[START OF GIVEN DATA]

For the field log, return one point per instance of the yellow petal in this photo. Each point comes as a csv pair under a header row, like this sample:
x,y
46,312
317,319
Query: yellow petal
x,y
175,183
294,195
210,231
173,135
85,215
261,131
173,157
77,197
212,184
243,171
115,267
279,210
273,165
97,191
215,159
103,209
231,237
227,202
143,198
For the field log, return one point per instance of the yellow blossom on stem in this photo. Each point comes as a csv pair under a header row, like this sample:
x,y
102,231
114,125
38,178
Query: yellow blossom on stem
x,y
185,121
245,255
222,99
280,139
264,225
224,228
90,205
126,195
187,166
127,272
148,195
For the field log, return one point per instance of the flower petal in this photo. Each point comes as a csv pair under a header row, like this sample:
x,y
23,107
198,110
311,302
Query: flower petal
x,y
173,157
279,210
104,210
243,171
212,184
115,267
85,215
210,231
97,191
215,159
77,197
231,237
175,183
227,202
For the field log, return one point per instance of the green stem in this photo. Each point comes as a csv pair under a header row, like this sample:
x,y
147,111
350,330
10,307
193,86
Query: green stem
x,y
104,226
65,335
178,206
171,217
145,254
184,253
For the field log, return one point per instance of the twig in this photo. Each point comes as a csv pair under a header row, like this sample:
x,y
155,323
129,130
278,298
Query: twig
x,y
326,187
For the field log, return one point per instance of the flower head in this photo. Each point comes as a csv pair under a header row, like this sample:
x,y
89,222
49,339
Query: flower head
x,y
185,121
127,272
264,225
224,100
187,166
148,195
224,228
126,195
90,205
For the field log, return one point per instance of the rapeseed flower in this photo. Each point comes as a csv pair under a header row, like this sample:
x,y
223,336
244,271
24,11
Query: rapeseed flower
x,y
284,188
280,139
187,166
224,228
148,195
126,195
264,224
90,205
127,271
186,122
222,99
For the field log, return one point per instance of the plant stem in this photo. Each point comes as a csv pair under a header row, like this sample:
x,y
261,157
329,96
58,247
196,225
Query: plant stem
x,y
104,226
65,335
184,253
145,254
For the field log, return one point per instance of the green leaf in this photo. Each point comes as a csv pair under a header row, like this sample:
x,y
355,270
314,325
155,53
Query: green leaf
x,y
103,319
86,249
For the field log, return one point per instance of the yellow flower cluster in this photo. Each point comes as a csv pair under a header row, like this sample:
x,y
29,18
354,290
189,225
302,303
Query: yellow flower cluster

[END OF GIVEN DATA]

> _EXERCISE BRIEF_
Retype all of the lines above verbatim, changing nothing.

> _OUTPUT_
For the field log, return one point per instance of the yellow petal in this photo. Each point comes as a csv pair under a header row, like this sample:
x,y
46,312
317,319
Query: yellow petal
x,y
175,183
294,195
210,231
173,135
85,215
261,131
173,157
77,197
212,184
243,171
115,267
279,210
273,165
97,191
215,159
103,209
231,237
227,202
143,198
For the field log, return one point per instance of the yellow blossom on stem in this photo. Each point comes as a csv pair under a header row, like this sample:
x,y
102,231
114,125
38,178
Query: yellow blossom on stem
x,y
185,121
245,255
222,99
280,139
264,225
224,228
90,205
126,195
187,166
127,272
148,195
For the field log, return one point per instance of the flower petal in this photo. Each point comes as a csv pair under a header row, like this sample:
x,y
23,107
198,110
311,302
Query: flower petal
x,y
173,157
279,210
104,210
243,171
212,184
115,267
85,215
210,231
97,191
215,159
77,197
231,237
175,183
227,202
For the field log, return one point per instance of the green stem in this photo. Each point comes as a csv pair under a header row, like this sample:
x,y
147,111
350,330
10,307
193,86
Query: green stem
x,y
104,226
65,335
178,206
171,217
145,254
184,253
For the field log, return one point per instance of the twig in this photo. Each point comes as a csv pair under a header row, like this sample:
x,y
155,323
129,130
278,298
Query: twig
x,y
326,187
For the field log, return one point per instance of the flower head in this photo. Each point comes as a csv pair under a header row, like this sample:
x,y
89,222
49,339
Query: flower head
x,y
185,121
127,272
264,225
224,100
187,166
148,195
224,228
126,195
90,205
For the field log, return one point per instance of the rapeseed flower in this photo. Each point comes as a csv pair under a header row, like this sample:
x,y
223,336
244,271
24,11
Query: rapeseed flower
x,y
284,188
280,139
187,166
224,228
148,195
126,195
264,224
90,205
127,271
186,122
222,99
For the field log, return one point per instance of the plant stem in this photo. Each point comes as a csv pair under a header row, like this sample:
x,y
261,157
329,96
58,247
196,225
Query: plant stem
x,y
104,226
65,335
184,253
145,254
For the field log, return one point per instance of the green leaf in this photo. Each point comes as a csv pair under a header row, like this sample:
x,y
355,270
314,325
155,53
Query: green leaf
x,y
103,319
86,249
For the field log, return one point per instance of the yellow flower cluster in this photo. Each point comes as a csv pair under a header row, like this sample:
x,y
29,18
354,290
189,225
302,303
Query: yellow flower cluster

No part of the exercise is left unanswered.